--- Begin Source extract ---
Private Placement Compliance: Regional Director Sets Aside Penalty for Separate Bank Account Issue

Background of the Dispute

This matter concerns an appeal filed before the Regional Director, Hyderabad under Section 454 of the Companies Act, 2013, challenging a penalty imposed by the Registrar of Companies, Hyderabad under Section 42(10) relating to private placement provisions.

The core allegation was that the company had allegedly failed to comply with the requirement of maintaining share application money in a separate bank account during a private placement of shares. The adjudicating authority (AO) had levied penalty on the company and its officers in default.

On appeal, the Regional Director examined whether there was any real breach of Section 42(6) and Section 42(10) in relation to the handling of funds received through private placement, and whether mere filing of Form GNL-2 could be treated as admission of default.

Parties to the Appeal

The appeal was filed in e-Form ADJ with SRN AC3143407 dated 23-04-2026. The matter was registered as Appeal Order ID: PO/ADJ/05-2026/HYD/000228 and decided on 04-05-2026 by the Office of the Regional Director, Hyderabad.

The appellants were:

  1. DIGILOGIC SYSTEMS LIMITED
  2. MADHUSUDHAN VARMA JETTY
  3. RADHIKA VARMA JETTY
  4. JETTY SHASHANK VARMA

The respondent was:

  • Registrar of Companies, Hyderabad

The appeal was preferred under Section 454 read with Rules 4 and 5 of the Companies (Adjudication of Penalties) Rules, 2014 challenging the adjudication order dated 22-04-2026 passed under Section 42(10) of the Companies Act, 2013.

Factual Matrix Presented by the Company

Separate Bank Account for Private Placement Proceeds

The company submitted that:

  • A board resolution had been duly passed authorising that the amount received from the private placement issue would be credited into a separate designated bank account.
  • The company maintained two bank accounts:
    • One account used regularly for day-to-day business operations; and
    • Another account, opened earlier, maintained specifically to meet statutory and compliance-related requirements.
--- End Source extract ---
Name each appellant listed in the case summary. None of the entries has anything to do with the case summary.
--- Begin Extracted entries ---
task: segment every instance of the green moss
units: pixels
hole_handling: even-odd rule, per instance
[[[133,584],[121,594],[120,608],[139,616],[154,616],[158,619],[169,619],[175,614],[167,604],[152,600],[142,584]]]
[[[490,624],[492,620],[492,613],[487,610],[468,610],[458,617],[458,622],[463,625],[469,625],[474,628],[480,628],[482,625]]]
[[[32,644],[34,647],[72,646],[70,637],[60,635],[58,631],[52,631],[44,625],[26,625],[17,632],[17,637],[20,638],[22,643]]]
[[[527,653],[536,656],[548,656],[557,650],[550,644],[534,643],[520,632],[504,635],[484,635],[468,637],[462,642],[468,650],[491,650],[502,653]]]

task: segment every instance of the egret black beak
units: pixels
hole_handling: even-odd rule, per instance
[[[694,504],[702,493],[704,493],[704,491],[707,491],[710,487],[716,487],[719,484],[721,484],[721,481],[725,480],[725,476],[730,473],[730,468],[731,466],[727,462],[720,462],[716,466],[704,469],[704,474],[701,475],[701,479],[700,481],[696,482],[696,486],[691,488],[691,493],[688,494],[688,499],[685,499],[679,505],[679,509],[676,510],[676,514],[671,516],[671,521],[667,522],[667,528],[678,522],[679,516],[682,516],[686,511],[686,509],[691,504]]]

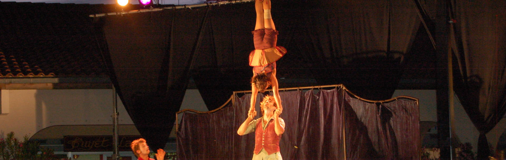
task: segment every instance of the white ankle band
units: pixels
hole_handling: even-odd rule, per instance
[[[264,10],[264,19],[272,19],[272,17],[271,16],[271,10]]]

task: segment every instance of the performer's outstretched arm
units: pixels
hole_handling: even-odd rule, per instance
[[[255,75],[255,71],[253,71],[253,75]],[[257,95],[258,94],[258,89],[257,87],[255,86],[255,85],[251,84],[251,97],[249,100],[249,112],[251,112],[253,114],[252,118],[255,118],[257,116],[257,111],[255,111],[256,104],[257,104]],[[248,113],[249,115],[249,113]]]
[[[255,112],[256,114],[256,112]],[[248,112],[248,117],[246,118],[244,122],[241,124],[241,126],[239,127],[239,129],[237,129],[237,134],[239,135],[244,135],[244,132],[248,129],[248,126],[249,125],[249,123],[253,121],[253,118],[255,118],[255,116],[253,116],[251,111]]]
[[[272,70],[271,75],[271,85],[272,86],[272,95],[274,100],[277,105],[278,109],[283,111],[283,106],[281,105],[281,98],[279,97],[279,86],[278,85],[278,79],[276,77],[276,69]],[[281,114],[281,113],[279,113]]]
[[[272,115],[274,116],[274,132],[276,132],[276,134],[278,136],[281,135],[284,133],[284,121],[279,118],[279,115],[282,112],[281,110],[279,108],[276,109],[274,114]]]

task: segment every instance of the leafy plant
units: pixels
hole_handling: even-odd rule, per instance
[[[20,141],[14,138],[13,132],[7,134],[5,139],[0,139],[0,157],[4,160],[57,159],[52,149],[41,147],[38,142],[28,140],[26,135]]]
[[[474,160],[476,159],[475,153],[473,152],[473,145],[470,142],[466,142],[463,144],[460,143],[458,147],[460,150],[457,150],[455,153],[457,160]]]
[[[420,156],[421,160],[439,160],[441,159],[439,158],[436,158],[436,155],[432,155],[429,152],[429,151],[432,151],[433,153],[439,153],[439,148],[421,148],[420,150]]]

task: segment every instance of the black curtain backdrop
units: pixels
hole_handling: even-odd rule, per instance
[[[412,2],[276,1],[278,74],[343,83],[363,98],[391,97],[418,29]],[[208,109],[249,90],[253,3],[107,16],[97,21],[121,101],[152,147],[163,146],[192,78]],[[301,60],[301,59],[302,60]],[[281,88],[297,87],[285,85]],[[291,84],[289,85],[297,85]]]
[[[485,135],[506,113],[506,2],[452,5],[456,21],[450,33],[454,90],[480,131],[478,159],[488,159],[495,153]]]
[[[284,107],[280,117],[286,124],[280,141],[283,159],[419,159],[417,101],[369,103],[341,88],[280,94]],[[178,157],[251,158],[255,134],[236,133],[247,116],[250,96],[236,96],[212,114],[184,113],[177,133]],[[260,98],[264,95],[258,96],[260,111]]]

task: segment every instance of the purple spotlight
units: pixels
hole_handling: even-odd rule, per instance
[[[139,0],[139,2],[140,2],[141,4],[142,4],[143,5],[149,5],[149,4],[151,3],[151,0]]]

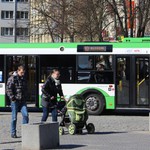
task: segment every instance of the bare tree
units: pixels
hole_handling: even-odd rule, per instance
[[[144,36],[145,28],[150,21],[150,1],[138,0],[135,4],[132,0],[106,0],[116,15],[121,34],[125,37]],[[138,29],[135,33],[137,23]]]

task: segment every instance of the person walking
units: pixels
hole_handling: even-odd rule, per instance
[[[59,77],[59,70],[53,69],[42,87],[41,105],[43,108],[43,116],[41,122],[45,122],[47,120],[49,112],[52,114],[52,121],[57,122],[57,94],[60,95],[61,99],[64,99]]]
[[[18,111],[22,113],[22,123],[27,124],[29,122],[28,110],[26,105],[27,99],[27,81],[24,77],[25,68],[24,66],[18,66],[18,70],[15,71],[7,81],[6,93],[11,101],[11,137],[17,138],[16,125],[17,125],[17,114]]]

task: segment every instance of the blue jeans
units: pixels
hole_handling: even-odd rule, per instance
[[[57,122],[57,116],[58,116],[58,113],[57,113],[57,108],[49,108],[49,107],[43,107],[43,116],[42,116],[42,122],[45,122],[48,118],[48,115],[49,115],[49,112],[51,111],[52,113],[52,121],[53,122]]]
[[[22,124],[27,124],[29,122],[27,105],[25,102],[11,102],[11,111],[12,111],[12,121],[11,121],[11,134],[16,134],[16,125],[17,125],[17,114],[18,111],[22,113]]]

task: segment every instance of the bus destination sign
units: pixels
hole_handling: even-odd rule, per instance
[[[78,45],[77,52],[112,52],[112,45]]]

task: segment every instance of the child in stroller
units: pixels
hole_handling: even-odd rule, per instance
[[[82,134],[84,127],[86,127],[89,134],[95,132],[93,123],[86,123],[88,114],[85,108],[85,101],[81,95],[76,94],[71,96],[60,114],[62,117],[59,127],[60,135],[64,134],[63,127],[66,127],[71,135],[76,133]]]

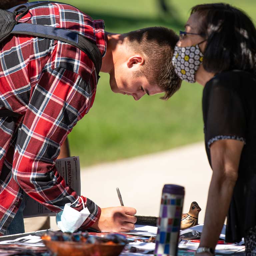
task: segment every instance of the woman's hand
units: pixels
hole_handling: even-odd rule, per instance
[[[136,210],[130,207],[103,208],[100,216],[91,227],[102,232],[128,232],[135,228],[136,214]]]

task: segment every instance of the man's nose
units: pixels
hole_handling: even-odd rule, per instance
[[[177,43],[176,44],[176,45],[177,46],[179,46],[179,47],[181,47],[181,40],[179,40],[177,42]]]
[[[146,94],[146,92],[141,91],[137,93],[135,95],[134,98],[135,100],[139,100],[141,98]]]

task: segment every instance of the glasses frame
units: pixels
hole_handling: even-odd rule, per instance
[[[203,37],[205,37],[206,36],[206,35],[205,34],[200,33],[198,34],[198,33],[190,33],[188,32],[186,32],[185,31],[182,31],[182,30],[180,30],[180,40],[182,40],[184,38],[184,36],[186,35],[196,35],[198,36],[200,36]]]

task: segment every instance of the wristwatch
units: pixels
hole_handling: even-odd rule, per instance
[[[196,251],[196,253],[201,253],[202,252],[208,252],[213,255],[215,254],[214,249],[209,247],[199,247]]]

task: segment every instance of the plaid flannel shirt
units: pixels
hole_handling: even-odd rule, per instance
[[[106,50],[104,22],[94,20],[65,4],[35,7],[19,20],[78,31]],[[60,41],[15,35],[0,45],[0,109],[22,114],[0,118],[0,235],[20,205],[23,191],[57,212],[78,195],[55,166],[60,145],[93,103],[97,78],[83,52]],[[81,196],[90,214],[90,227],[100,208]],[[74,206],[83,209],[79,199]]]

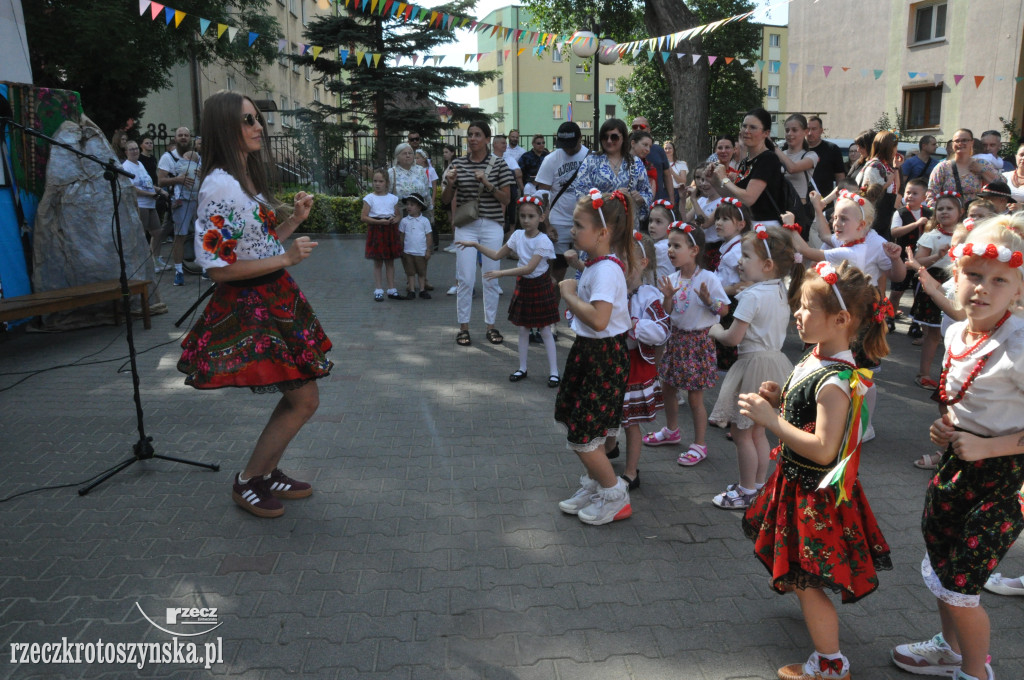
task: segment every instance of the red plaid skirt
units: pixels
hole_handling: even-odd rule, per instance
[[[524,328],[544,328],[558,323],[558,298],[551,277],[519,277],[509,301],[509,321]]]

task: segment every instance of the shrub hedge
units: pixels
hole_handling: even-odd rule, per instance
[[[295,194],[279,195],[278,200],[290,207],[295,202]],[[366,233],[367,225],[359,219],[361,214],[361,198],[316,194],[309,217],[299,230],[303,233]],[[449,213],[441,209],[440,201],[434,206],[434,229],[439,233],[452,233]]]

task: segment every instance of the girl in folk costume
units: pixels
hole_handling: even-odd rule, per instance
[[[922,517],[921,571],[938,599],[942,632],[893,649],[893,662],[911,673],[993,678],[979,597],[1024,529],[1024,238],[1014,226],[1010,217],[992,218],[950,250],[967,320],[946,332],[939,379],[945,415],[929,430],[945,453]]]
[[[577,338],[555,397],[555,421],[565,426],[567,445],[585,471],[580,488],[558,507],[587,524],[606,524],[633,514],[627,482],[605,455],[623,421],[630,369],[626,275],[638,266],[632,200],[617,189],[591,189],[572,213],[572,240],[590,257],[579,281],[559,284]]]
[[[693,440],[679,455],[680,465],[696,465],[708,457],[705,435],[708,410],[705,390],[715,386],[715,344],[708,330],[729,309],[729,297],[714,272],[701,269],[703,231],[685,222],[675,222],[669,231],[669,258],[678,270],[660,281],[665,310],[672,315],[672,335],[662,357],[658,376],[665,390],[665,422],[643,441],[648,447],[682,442],[679,431],[678,390],[685,390],[693,417]]]
[[[739,396],[740,413],[778,437],[778,465],[743,516],[743,533],[778,593],[795,592],[814,651],[779,669],[781,680],[848,680],[839,615],[825,590],[854,602],[892,568],[889,546],[867,504],[857,466],[866,428],[863,394],[871,373],[857,369],[850,342],[878,362],[889,352],[882,296],[858,269],[819,263],[800,287],[794,313],[814,347],[785,385],[766,382]]]
[[[222,91],[203,105],[206,163],[199,190],[196,260],[217,283],[200,320],[181,342],[178,371],[197,389],[248,387],[281,400],[236,476],[231,498],[258,517],[285,513],[279,499],[305,498],[312,486],[278,467],[285,450],[316,412],[316,380],[331,373],[331,340],[285,267],[309,257],[316,242],[287,239],[309,215],[313,198],[295,196],[295,212],[278,221],[270,202],[266,136],[256,104]]]
[[[743,238],[739,266],[749,286],[739,293],[732,326],[711,330],[713,338],[739,352],[722,381],[711,414],[713,421],[730,423],[729,433],[736,445],[739,480],[712,499],[725,510],[749,506],[768,476],[768,437],[763,427],[739,413],[737,398],[756,390],[762,382],[781,382],[793,369],[782,353],[782,344],[796,291],[804,278],[804,267],[796,261],[790,236],[776,226],[758,224],[753,233]],[[792,278],[788,293],[782,283],[786,274]]]
[[[540,328],[544,348],[548,352],[548,387],[558,387],[558,357],[551,327],[558,322],[558,298],[555,284],[548,275],[548,260],[555,259],[555,246],[548,238],[544,223],[544,201],[537,196],[524,196],[516,202],[519,228],[508,243],[492,250],[475,241],[457,241],[459,248],[475,248],[493,260],[511,253],[519,258],[514,269],[485,271],[487,281],[500,277],[516,277],[515,292],[509,302],[509,321],[519,327],[519,369],[509,376],[511,382],[526,377],[526,354],[529,350],[529,329]]]
[[[653,210],[651,222],[654,221]],[[662,292],[654,282],[654,243],[639,232],[635,248],[639,265],[630,271],[630,318],[633,328],[626,335],[630,350],[630,376],[627,380],[626,402],[623,406],[623,427],[626,428],[626,469],[623,479],[630,491],[640,488],[641,437],[640,423],[649,423],[665,407],[662,385],[657,380],[655,349],[669,339],[669,314],[662,306]],[[642,254],[641,254],[642,253]],[[614,458],[614,456],[610,456]]]

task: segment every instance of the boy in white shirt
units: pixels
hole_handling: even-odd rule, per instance
[[[406,269],[406,298],[416,298],[419,288],[420,297],[430,299],[426,291],[427,260],[433,253],[433,238],[430,233],[430,221],[423,216],[427,200],[419,194],[406,197],[406,216],[398,222],[398,231],[402,235],[401,266]]]

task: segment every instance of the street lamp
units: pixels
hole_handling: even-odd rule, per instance
[[[600,92],[601,92],[601,80],[600,71],[598,66],[603,63],[605,66],[610,66],[618,60],[618,50],[615,47],[615,41],[604,38],[603,40],[598,39],[598,34],[601,32],[601,26],[599,24],[594,24],[593,31],[577,31],[572,34],[569,39],[569,44],[572,47],[572,53],[580,58],[586,59],[591,56],[594,58],[594,146],[597,145],[597,131],[601,127],[601,109],[600,109]]]

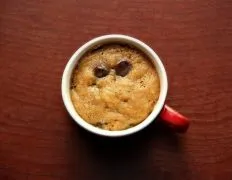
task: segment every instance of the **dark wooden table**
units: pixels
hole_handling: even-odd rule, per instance
[[[0,179],[232,179],[231,0],[1,0]],[[154,48],[167,103],[192,120],[126,138],[81,129],[61,99],[72,53],[103,34]]]

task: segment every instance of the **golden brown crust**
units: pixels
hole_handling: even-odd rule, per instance
[[[132,65],[125,77],[115,66],[126,59]],[[97,78],[94,68],[104,64],[110,72]],[[105,45],[82,57],[73,72],[71,99],[78,114],[88,123],[107,130],[122,130],[142,122],[158,100],[160,82],[155,67],[139,50]]]

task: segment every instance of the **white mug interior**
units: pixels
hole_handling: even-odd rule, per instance
[[[148,115],[148,117],[144,121],[142,121],[140,124],[134,127],[131,127],[129,129],[120,130],[120,131],[104,130],[104,129],[97,128],[87,123],[76,112],[74,105],[71,101],[71,97],[70,97],[70,81],[71,81],[72,72],[75,66],[77,65],[78,61],[80,60],[80,58],[87,51],[91,50],[93,47],[98,46],[98,45],[107,44],[107,43],[123,43],[123,44],[129,44],[129,45],[132,45],[138,48],[139,50],[144,52],[153,62],[158,72],[159,78],[160,78],[160,95],[151,114]],[[120,137],[120,136],[130,135],[148,126],[152,121],[155,120],[155,118],[158,116],[159,112],[163,108],[163,105],[165,103],[165,99],[167,96],[167,90],[168,90],[167,74],[158,55],[148,45],[146,45],[142,41],[135,39],[133,37],[130,37],[130,36],[119,35],[119,34],[100,36],[82,45],[69,59],[64,69],[63,76],[62,76],[62,83],[61,83],[61,92],[62,92],[62,98],[64,101],[64,105],[67,111],[69,112],[69,114],[71,115],[71,117],[74,119],[74,121],[89,132],[92,132],[94,134],[101,135],[101,136],[108,136],[108,137]]]

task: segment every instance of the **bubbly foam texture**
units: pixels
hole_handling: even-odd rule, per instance
[[[131,64],[124,77],[115,72],[122,59]],[[98,78],[94,68],[102,64],[109,73]],[[106,130],[123,130],[141,123],[152,112],[160,81],[154,65],[141,51],[111,44],[81,58],[73,71],[70,93],[77,113],[86,122]]]

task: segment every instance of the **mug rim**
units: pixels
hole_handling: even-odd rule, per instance
[[[139,123],[138,125],[134,127],[125,129],[125,130],[109,131],[109,130],[97,128],[87,123],[76,112],[74,105],[71,101],[71,97],[70,97],[70,80],[71,80],[73,69],[76,67],[76,64],[78,63],[78,61],[87,51],[91,50],[96,45],[102,45],[102,44],[107,44],[107,43],[117,43],[117,42],[135,46],[140,51],[145,53],[149,57],[149,59],[154,63],[154,66],[156,68],[156,71],[158,72],[159,79],[160,79],[160,95],[159,95],[158,101],[154,105],[152,112],[141,123]],[[79,124],[82,128],[86,129],[87,131],[92,132],[97,135],[107,136],[107,137],[120,137],[120,136],[134,134],[144,129],[149,124],[151,124],[156,119],[156,117],[159,115],[160,111],[162,110],[164,106],[166,96],[167,96],[167,91],[168,91],[167,73],[166,73],[166,70],[164,68],[164,65],[161,59],[156,54],[156,52],[144,42],[136,38],[133,38],[131,36],[122,35],[122,34],[109,34],[109,35],[99,36],[83,44],[79,49],[76,50],[76,52],[68,60],[65,66],[63,75],[62,75],[62,82],[61,82],[62,99],[65,105],[65,108],[67,109],[68,113],[73,118],[73,120],[77,124]]]

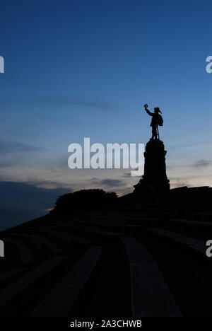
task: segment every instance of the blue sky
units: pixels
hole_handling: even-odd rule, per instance
[[[71,170],[67,149],[86,137],[146,143],[147,103],[163,112],[172,187],[211,185],[211,11],[204,1],[1,4],[0,180],[131,192],[126,170]]]

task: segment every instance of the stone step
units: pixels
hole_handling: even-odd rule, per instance
[[[67,316],[93,272],[100,254],[100,247],[90,248],[73,269],[33,311],[31,316]]]
[[[182,236],[174,232],[167,231],[167,230],[162,230],[158,228],[146,228],[146,230],[148,233],[156,235],[172,241],[184,245],[185,246],[199,252],[206,256],[206,243],[198,239],[194,239],[191,237]]]
[[[33,270],[24,274],[6,289],[0,291],[0,308],[4,306],[13,298],[14,298],[14,296],[19,294],[21,291],[26,289],[28,286],[33,283],[34,281],[49,272],[63,260],[64,257],[52,257],[52,259],[45,261]]]
[[[30,264],[34,262],[34,257],[32,252],[28,247],[21,241],[18,240],[17,239],[11,239],[8,238],[4,238],[4,241],[5,246],[6,246],[7,243],[16,246],[16,249],[19,251],[20,260],[22,264]]]
[[[133,317],[182,316],[152,255],[134,238],[122,240],[130,261]]]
--- End Extracted entries ---
Answer to this task:
DIGILOGIC SYSTEMS LIMITED
MADHUSUDHAN VARMA JETTY
RADHIKA VARMA JETTY
JETTY SHASHANK VARMA